依頼内容
ページ抜粋の末尾の注記によると、昔は林の中に囮籠を吊して何をする方法があったか答えてください。

林間に吊された メジロ籠 小さな我が家は夏になると
緑に包まれる 崖上にあれば 空も近く 飛びうつる枝
も ほれ そこにあって……

先住の鳥たち ウグイス シジュウカラなどは 朝夕か
ならずやって来て 高々と名乗っては 縄張りを主張す
る 渡来のリスもこの家の屋根がグラウンド

籠に出入り自由な虫たち 長虫たち ムカデが天井から
落ちてくるかと思えば トカゲが戸袋から跳び出し 朽
葉の中からは子蛇が這いだし舌ひらめかす

同類の人間たちも時々寄っては来るけれど トリモチ
付けた枝など設らえてはいないのでちょっと様子をう
かがっただけで すぐ飛び去ってしまう
つが
番いで花の蜜を吸いに来るメジロ ふっくらと身を寄せ
あって眠るメジロも 今日はただ一羽 うすいグラスの
縁にふれるようなほそく澄みきった声で鳴きながら
枝から枝へ行ったり来たりするばかり

わたしもまた小さな窓から世の浮沈と騒動を 時たま覗
き見しながら 狭い部屋をただあちこちし 籠の中の束
の間の命を ひとり無為に暮らしている それほどには
屈託もせずに……

風と時間は籠を素通りし 空にはゆったりと雲が流れて
いく

  *林の中に囮籠を吊してメジロを捕らえる方法が、昔にはあった。

エントリ一覧

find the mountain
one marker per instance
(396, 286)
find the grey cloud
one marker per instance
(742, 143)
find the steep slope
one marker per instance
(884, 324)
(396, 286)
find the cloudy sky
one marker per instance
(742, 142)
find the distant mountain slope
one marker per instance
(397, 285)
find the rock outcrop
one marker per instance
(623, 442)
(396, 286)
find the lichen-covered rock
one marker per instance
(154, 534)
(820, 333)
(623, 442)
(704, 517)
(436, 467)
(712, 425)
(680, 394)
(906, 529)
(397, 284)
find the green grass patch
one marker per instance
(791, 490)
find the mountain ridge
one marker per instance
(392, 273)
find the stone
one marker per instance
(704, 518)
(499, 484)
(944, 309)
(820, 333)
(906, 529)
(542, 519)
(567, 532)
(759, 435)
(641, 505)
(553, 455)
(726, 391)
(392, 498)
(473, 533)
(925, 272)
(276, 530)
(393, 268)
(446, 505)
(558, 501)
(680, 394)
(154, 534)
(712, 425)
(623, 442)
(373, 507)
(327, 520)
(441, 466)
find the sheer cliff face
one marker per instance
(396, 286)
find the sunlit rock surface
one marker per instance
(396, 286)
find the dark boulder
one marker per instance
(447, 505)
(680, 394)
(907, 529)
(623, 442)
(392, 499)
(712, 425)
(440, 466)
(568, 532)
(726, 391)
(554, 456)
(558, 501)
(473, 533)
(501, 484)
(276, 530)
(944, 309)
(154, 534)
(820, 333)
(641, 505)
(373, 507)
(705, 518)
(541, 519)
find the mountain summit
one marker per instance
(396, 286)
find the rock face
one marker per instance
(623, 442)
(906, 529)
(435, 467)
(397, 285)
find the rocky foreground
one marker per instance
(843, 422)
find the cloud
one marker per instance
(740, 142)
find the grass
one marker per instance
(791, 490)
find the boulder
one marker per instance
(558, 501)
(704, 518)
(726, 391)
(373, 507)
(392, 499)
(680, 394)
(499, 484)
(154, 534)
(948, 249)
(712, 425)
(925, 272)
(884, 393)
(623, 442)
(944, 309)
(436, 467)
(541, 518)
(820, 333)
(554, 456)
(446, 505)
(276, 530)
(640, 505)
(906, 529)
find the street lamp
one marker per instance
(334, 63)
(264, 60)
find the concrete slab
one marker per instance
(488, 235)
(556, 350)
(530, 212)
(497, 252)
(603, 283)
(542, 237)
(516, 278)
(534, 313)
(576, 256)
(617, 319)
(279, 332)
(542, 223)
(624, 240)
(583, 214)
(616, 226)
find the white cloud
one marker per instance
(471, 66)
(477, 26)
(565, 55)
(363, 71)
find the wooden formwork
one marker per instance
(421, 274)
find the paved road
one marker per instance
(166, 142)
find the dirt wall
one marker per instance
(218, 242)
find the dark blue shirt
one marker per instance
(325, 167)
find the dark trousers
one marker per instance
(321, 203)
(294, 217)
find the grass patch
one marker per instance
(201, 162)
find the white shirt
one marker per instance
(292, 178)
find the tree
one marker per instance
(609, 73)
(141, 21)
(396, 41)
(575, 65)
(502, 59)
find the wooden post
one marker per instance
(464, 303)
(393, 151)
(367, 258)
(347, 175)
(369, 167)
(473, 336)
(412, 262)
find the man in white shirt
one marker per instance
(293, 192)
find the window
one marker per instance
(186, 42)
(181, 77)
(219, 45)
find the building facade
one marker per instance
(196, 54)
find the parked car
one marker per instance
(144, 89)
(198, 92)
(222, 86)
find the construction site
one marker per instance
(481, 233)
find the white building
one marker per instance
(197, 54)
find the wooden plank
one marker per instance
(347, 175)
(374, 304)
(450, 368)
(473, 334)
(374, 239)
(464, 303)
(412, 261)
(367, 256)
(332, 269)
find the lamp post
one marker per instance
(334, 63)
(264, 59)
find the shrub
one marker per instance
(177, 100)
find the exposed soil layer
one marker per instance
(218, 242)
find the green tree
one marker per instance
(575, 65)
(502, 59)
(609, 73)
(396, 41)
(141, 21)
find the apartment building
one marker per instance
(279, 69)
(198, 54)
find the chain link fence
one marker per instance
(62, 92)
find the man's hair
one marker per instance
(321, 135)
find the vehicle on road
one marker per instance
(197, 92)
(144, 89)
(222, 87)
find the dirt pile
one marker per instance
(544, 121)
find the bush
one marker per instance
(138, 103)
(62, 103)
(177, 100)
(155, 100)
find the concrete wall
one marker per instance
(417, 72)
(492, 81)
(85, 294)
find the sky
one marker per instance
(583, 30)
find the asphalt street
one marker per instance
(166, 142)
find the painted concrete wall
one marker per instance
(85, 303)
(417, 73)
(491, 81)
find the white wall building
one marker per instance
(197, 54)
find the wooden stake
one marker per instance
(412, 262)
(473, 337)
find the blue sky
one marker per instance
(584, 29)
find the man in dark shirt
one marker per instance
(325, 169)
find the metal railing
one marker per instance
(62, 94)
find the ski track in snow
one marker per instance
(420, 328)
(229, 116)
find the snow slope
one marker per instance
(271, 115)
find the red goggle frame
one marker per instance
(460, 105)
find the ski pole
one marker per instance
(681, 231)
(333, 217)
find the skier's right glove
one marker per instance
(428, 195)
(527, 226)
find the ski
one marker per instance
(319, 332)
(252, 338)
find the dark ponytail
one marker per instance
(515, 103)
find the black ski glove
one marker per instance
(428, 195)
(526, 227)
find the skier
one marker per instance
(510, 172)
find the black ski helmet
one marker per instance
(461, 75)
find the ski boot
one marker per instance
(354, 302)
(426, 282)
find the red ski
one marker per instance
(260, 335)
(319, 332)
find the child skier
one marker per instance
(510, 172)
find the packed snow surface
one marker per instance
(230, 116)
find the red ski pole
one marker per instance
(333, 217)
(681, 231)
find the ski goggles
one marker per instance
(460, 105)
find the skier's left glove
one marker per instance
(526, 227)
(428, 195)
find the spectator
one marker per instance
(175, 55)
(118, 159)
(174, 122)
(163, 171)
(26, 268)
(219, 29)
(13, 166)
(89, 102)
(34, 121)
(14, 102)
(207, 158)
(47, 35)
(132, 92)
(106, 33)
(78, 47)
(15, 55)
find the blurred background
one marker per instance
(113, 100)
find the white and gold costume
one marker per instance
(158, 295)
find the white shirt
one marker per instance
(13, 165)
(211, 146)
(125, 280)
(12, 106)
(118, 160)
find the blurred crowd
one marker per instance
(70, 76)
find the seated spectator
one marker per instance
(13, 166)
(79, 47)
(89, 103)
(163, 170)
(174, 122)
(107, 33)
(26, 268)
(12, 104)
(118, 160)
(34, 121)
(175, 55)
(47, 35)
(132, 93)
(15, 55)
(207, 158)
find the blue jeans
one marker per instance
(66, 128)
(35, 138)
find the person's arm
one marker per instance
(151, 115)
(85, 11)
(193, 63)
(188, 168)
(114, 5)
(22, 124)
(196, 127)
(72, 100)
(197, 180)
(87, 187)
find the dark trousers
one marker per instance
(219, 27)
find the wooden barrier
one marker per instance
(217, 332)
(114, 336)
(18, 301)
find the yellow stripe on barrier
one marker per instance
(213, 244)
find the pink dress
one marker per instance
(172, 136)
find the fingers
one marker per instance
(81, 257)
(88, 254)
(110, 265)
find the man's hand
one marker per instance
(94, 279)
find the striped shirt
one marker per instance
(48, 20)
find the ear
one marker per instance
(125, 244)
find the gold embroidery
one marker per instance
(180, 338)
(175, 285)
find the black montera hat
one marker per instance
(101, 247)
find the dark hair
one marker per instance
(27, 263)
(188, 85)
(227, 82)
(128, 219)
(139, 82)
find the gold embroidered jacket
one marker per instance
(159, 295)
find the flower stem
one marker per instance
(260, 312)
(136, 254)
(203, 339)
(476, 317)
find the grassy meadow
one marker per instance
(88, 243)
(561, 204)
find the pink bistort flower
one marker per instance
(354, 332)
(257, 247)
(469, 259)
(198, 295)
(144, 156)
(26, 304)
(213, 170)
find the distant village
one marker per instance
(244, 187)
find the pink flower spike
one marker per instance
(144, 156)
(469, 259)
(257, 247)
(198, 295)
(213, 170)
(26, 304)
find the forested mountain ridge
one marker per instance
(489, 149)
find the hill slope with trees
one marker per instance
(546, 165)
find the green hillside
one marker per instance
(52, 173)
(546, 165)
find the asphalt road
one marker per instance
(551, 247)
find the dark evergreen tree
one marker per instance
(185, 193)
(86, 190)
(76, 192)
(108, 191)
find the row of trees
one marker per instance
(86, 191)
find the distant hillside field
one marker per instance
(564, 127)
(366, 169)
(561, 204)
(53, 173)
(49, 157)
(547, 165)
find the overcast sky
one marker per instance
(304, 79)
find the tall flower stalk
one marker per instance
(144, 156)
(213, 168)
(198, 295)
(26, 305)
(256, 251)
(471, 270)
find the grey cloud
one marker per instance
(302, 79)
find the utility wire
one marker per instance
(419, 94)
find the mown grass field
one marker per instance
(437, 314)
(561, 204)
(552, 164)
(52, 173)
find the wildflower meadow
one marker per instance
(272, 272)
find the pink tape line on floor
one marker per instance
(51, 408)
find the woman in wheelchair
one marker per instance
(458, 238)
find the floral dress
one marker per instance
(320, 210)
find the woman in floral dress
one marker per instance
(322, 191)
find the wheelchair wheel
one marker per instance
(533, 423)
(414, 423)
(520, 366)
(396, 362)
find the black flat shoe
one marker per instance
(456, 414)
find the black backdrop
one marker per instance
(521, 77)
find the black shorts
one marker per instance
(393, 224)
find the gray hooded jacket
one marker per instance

完全な出力
メジロを捕らえる方法があった。